• **EXERCISE AIM**
Rewrite the items below, replacing "Submission" with "Response" and keeping everything else the same. Leave the pictures out of your version.

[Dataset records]
##########

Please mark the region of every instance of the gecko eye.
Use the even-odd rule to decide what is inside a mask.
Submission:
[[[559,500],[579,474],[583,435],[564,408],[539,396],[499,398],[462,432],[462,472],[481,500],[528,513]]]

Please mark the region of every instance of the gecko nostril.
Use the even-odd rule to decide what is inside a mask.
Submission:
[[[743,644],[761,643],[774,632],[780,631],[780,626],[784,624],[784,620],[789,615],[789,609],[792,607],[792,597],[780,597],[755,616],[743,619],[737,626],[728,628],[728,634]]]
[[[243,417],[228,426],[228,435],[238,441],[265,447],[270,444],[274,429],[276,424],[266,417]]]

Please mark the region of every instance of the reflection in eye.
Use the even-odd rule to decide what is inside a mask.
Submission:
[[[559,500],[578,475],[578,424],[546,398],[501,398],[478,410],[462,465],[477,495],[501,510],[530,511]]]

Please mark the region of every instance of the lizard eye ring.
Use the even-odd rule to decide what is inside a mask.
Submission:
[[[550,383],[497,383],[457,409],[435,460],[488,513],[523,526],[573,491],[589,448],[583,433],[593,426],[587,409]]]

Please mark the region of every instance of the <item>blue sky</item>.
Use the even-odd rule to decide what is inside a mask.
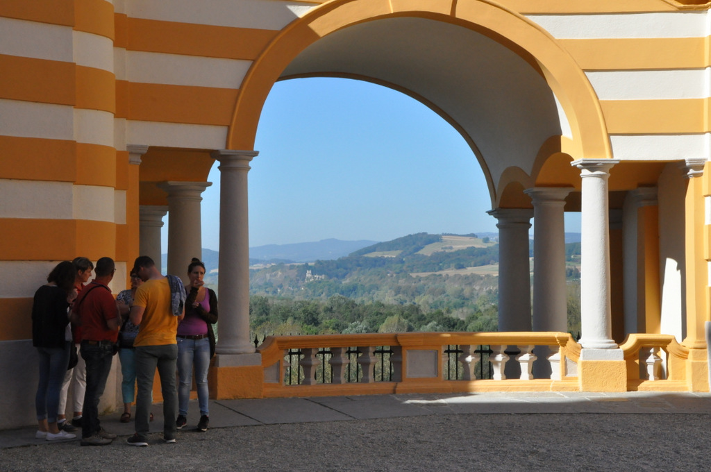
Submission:
[[[250,247],[496,231],[486,213],[483,174],[464,139],[424,105],[386,87],[346,79],[277,82],[255,149]],[[216,250],[217,164],[208,181],[203,247]],[[568,218],[566,231],[579,232],[577,220]]]

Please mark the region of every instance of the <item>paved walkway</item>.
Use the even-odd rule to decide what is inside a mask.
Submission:
[[[134,423],[120,423],[118,414],[102,418],[106,429],[119,435],[105,447],[79,447],[78,440],[48,443],[34,439],[35,428],[1,431],[2,468],[122,471],[132,464],[175,470],[181,467],[174,460],[183,457],[191,464],[187,470],[431,471],[437,465],[563,471],[574,465],[591,471],[701,471],[708,470],[711,441],[709,393],[213,400],[210,429],[204,434],[191,431],[198,419],[193,401],[177,446],[163,444],[161,409],[153,409],[156,434],[149,448],[125,444]],[[675,466],[665,465],[672,459]]]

##########

• **OUTPUT BELOW**
Please mark the region of every instance of the gecko eye.
Use the even-odd rule to decide what is inside a mask.
Response:
[[[559,500],[579,474],[583,435],[564,408],[539,396],[499,398],[462,432],[462,472],[481,500],[528,513]]]

Please mark the region of every instance of the gecko nostril.
Use the even-odd rule to decide what is inside a mask.
Response:
[[[743,644],[761,643],[774,632],[780,631],[780,626],[784,624],[784,620],[789,615],[789,609],[792,607],[792,597],[780,597],[755,616],[743,619],[737,626],[728,628],[728,634]]]
[[[243,417],[228,426],[228,435],[238,441],[265,447],[270,444],[274,429],[276,424],[266,417]]]

Please mark the region of every instance of the reflection in eye.
Use the even-odd rule to decide what is inside a mask.
Response:
[[[559,500],[578,475],[578,424],[546,398],[501,398],[478,410],[462,465],[477,495],[501,510],[530,511]]]

Please mark the region of every instance of the lizard eye ring.
Use the even-odd rule to decide what is inside a mask.
Response:
[[[550,383],[497,383],[457,409],[435,460],[488,513],[523,526],[573,491],[589,448],[583,433],[593,426],[587,409]]]

Please mark the region of every instance of the <item>blue sky</item>.
Use the even-odd rule to decide what is inside a mask.
Response:
[[[250,247],[496,231],[486,213],[483,174],[464,139],[424,105],[386,87],[346,79],[277,82],[255,149]],[[216,250],[217,164],[208,181],[203,247]],[[568,218],[566,231],[579,232],[577,220]]]

Please mark the region of every instance of the <item>paved walkway</item>.
Use the even-odd rule to decide what is inside a mask.
Response:
[[[134,423],[120,423],[118,414],[102,418],[106,429],[119,435],[105,447],[79,447],[78,440],[48,443],[34,439],[35,428],[1,431],[2,468],[122,471],[132,464],[175,470],[181,467],[174,460],[183,457],[191,464],[187,470],[431,471],[437,465],[563,471],[574,465],[591,471],[701,471],[708,470],[711,441],[709,393],[213,400],[210,429],[204,434],[191,431],[198,419],[193,401],[177,446],[163,444],[161,409],[153,409],[156,434],[149,448],[125,444]],[[675,466],[665,465],[672,459]]]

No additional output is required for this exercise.